**Text provided**.
Sunday, March 4, 2012
King Leopold's Ghost: A Story of Greed, Terror & Heroism in Colonial Africa, by Adam Hochschild
Amazon
Barnes & Noble
Goodreads
It's not easy to claim that you love a book on the occupation, slavery, and death of ten million people. This was a hard read, to be sure, and there were a few times when I didn't think I'd be able to continue on. Much like when I was first introduced to Alex Haley's Roots, I found myself physically ill at the descriptions of the way those in power treated the powerless.
Leopold II of Belgium was a brilliant man. He masterminded the colonization of a vast area of land in a continent he had never even set foot in. How did he accomplish such a feat? He manipulated everyone around him: this government; Belgian citizens; Presidents, Kings, and dignitaries from other countries; African tribal chiefs who ceded away their land and people when they signed "treaties" with Henry M. Stanley, who was Leopold's explorer/emissary to the Congo region; journalists; and on an on. I doubt there was a person he met who he didn't manipulate.

**Dataset records**.

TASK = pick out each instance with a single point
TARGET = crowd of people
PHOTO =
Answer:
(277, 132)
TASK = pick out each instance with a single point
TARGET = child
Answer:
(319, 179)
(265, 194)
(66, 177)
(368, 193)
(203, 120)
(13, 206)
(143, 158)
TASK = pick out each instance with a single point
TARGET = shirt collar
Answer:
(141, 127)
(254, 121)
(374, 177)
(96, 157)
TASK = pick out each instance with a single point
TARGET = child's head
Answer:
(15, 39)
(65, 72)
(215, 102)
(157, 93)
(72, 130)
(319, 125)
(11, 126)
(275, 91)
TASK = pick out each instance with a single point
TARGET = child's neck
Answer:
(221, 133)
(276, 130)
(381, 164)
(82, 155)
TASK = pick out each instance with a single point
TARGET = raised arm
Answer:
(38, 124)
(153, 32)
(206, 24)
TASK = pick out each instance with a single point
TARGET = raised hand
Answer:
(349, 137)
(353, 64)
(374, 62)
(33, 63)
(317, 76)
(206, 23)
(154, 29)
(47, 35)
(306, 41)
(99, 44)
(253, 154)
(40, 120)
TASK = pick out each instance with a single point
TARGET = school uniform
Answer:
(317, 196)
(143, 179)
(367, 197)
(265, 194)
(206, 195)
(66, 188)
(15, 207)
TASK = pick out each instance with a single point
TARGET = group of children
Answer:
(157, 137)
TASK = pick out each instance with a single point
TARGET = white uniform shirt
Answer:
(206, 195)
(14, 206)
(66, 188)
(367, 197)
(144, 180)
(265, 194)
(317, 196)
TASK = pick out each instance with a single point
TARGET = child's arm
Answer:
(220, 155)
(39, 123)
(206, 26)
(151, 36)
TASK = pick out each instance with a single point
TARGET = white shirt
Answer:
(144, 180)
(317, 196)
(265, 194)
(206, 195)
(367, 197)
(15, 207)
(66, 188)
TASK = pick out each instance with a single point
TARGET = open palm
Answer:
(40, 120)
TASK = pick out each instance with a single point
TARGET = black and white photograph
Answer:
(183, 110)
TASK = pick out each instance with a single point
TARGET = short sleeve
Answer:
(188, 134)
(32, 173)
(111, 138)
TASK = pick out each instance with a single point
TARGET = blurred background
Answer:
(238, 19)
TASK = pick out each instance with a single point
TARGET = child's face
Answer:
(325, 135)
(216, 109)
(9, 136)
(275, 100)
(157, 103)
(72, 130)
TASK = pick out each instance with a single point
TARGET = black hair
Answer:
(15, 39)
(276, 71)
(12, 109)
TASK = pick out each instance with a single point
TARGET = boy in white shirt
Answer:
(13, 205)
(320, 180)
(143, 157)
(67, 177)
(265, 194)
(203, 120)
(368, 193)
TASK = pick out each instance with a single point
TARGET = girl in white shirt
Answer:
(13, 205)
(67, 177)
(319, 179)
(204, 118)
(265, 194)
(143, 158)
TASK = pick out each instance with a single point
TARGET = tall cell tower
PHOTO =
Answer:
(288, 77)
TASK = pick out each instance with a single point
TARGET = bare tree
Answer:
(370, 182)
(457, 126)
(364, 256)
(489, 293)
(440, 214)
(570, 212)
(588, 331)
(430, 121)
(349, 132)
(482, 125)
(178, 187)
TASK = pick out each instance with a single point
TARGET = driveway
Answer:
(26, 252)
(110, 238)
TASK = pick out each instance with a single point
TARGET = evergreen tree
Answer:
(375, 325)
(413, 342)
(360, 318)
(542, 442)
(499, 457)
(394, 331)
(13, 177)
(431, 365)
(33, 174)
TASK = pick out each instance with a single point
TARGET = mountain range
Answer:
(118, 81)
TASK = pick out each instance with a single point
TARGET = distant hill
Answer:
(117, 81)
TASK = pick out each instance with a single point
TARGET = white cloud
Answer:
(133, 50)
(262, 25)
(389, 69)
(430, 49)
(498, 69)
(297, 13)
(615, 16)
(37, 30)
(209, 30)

**List of tasks**.
1. Translate this sentence from the book review into Spanish: "He masterminded the colonization of a vast area of land in a continent he had never even set foot in."
2. List every site name that appears between the book title and the first paragraph of the book review.
3. Answer these questions from the book review:
(a) What date appears at the top?
(b) Which book does the reviewer compare the experience of reading this one to?
(c) Who served as Leopold's explorer/emissary to the Congo region?

**Worked answers**.
1. Ideó la colonización de una vasta extensión de tierra en un continente que nunca había pisado.

2.
Amazon
Barnes & Noble
Goodreads

3.
(a) Sunday, March 4, 2012
(b) Alex Haley's Roots
(c) Henry M. Stanley